**Excerpts from a dataset:**
===

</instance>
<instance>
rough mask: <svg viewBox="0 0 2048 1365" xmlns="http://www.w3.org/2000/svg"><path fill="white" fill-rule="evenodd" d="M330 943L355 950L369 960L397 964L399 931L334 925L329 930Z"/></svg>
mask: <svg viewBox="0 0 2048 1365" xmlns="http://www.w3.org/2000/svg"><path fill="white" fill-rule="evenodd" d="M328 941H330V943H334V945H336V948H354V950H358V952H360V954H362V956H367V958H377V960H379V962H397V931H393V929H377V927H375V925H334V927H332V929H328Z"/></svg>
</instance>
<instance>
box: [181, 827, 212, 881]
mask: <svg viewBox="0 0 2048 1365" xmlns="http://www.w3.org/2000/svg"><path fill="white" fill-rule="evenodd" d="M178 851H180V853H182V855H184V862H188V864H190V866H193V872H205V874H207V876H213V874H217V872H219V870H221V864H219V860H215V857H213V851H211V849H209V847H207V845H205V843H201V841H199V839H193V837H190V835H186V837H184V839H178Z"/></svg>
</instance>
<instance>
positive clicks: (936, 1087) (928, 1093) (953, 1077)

===

**EXERCISE DIRECTIONS:** So that nothing is lost, please repeat all of the entries exactly.

**RESPONSE TO THIS TASK:**
</instance>
<instance>
rough mask: <svg viewBox="0 0 2048 1365" xmlns="http://www.w3.org/2000/svg"><path fill="white" fill-rule="evenodd" d="M330 943L355 950L369 960L397 964L399 931L334 925L329 930Z"/></svg>
mask: <svg viewBox="0 0 2048 1365" xmlns="http://www.w3.org/2000/svg"><path fill="white" fill-rule="evenodd" d="M328 941H330V943H334V945H336V948H354V950H358V952H360V954H362V956H367V958H377V960H379V962H397V931H393V929H377V927H375V925H334V927H332V929H328Z"/></svg>
</instance>
<instance>
box: [181, 827, 212, 881]
mask: <svg viewBox="0 0 2048 1365" xmlns="http://www.w3.org/2000/svg"><path fill="white" fill-rule="evenodd" d="M178 851H180V853H182V855H184V862H188V864H190V866H193V872H205V874H207V876H213V874H217V872H219V870H221V864H219V860H215V857H213V851H211V849H209V847H207V845H205V843H201V841H199V839H193V837H190V835H186V837H184V839H178Z"/></svg>
</instance>
<instance>
positive clicks: (936, 1087) (928, 1093) (953, 1077)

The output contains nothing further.